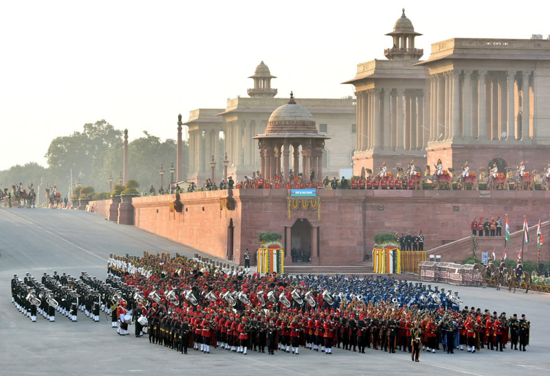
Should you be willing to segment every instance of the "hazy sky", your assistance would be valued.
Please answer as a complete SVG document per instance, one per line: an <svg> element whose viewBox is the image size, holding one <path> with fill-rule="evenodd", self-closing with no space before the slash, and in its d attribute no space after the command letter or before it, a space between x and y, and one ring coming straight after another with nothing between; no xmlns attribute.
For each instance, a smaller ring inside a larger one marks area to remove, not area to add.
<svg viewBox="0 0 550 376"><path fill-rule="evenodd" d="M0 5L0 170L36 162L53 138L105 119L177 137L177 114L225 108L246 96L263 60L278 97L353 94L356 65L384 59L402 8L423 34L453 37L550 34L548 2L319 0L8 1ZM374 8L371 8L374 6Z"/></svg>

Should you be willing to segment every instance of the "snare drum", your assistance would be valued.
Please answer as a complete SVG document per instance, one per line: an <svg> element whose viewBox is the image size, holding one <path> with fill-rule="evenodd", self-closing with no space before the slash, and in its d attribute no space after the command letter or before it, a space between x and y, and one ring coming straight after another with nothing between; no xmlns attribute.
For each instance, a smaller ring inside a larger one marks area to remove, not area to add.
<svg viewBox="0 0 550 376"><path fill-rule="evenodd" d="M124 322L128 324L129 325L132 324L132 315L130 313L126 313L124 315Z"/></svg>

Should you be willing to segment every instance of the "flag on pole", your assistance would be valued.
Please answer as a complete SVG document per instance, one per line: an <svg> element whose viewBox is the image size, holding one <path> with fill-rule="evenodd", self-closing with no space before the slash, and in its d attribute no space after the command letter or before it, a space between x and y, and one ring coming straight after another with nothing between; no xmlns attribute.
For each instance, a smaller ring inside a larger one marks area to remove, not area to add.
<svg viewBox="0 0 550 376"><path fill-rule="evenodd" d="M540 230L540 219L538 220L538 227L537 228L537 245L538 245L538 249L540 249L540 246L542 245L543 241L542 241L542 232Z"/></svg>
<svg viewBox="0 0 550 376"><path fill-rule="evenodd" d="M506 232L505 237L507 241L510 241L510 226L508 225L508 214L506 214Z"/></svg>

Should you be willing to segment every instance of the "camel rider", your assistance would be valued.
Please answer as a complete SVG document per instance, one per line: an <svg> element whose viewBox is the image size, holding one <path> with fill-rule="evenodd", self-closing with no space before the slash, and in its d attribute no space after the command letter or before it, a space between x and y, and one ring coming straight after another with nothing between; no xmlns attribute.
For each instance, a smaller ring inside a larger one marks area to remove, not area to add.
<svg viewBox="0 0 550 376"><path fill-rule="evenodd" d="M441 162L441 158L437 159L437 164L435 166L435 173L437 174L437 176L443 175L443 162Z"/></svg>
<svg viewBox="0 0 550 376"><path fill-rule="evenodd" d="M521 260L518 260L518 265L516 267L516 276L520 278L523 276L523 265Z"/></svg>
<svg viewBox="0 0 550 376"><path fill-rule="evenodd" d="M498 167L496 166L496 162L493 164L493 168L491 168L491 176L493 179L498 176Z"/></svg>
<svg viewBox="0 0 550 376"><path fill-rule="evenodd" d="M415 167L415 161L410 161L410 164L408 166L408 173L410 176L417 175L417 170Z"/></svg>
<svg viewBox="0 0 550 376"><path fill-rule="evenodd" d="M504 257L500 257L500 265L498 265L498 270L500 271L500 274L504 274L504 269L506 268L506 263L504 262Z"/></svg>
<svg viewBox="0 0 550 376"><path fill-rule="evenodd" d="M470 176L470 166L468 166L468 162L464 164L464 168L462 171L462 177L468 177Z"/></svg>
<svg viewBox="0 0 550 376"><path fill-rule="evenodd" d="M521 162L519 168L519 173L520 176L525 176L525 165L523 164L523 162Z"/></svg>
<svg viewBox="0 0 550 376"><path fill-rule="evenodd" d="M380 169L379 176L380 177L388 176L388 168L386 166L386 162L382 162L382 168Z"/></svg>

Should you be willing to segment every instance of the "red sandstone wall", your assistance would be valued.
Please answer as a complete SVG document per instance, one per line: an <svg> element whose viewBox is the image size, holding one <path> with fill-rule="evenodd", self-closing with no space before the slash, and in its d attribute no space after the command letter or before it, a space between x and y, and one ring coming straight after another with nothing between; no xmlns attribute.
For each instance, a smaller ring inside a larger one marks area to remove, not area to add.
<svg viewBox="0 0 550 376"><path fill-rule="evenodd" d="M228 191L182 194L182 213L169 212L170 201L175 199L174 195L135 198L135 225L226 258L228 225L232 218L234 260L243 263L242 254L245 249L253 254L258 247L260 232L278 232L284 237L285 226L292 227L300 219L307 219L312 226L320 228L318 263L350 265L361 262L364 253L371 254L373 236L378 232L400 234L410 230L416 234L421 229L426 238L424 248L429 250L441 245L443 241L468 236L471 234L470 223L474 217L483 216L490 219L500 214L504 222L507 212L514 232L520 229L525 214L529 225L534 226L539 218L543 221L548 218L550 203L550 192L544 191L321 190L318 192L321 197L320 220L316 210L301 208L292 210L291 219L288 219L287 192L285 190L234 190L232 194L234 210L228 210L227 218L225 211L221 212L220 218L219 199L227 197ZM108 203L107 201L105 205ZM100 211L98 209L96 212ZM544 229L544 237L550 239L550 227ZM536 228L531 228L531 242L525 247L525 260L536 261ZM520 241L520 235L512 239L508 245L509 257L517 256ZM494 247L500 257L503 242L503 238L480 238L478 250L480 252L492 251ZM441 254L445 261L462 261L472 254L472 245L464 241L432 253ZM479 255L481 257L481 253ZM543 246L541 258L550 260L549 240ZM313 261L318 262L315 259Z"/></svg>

Exercise directions:
Count how many of the lines above contain the word "your" and give only that number.

Correct answer:
5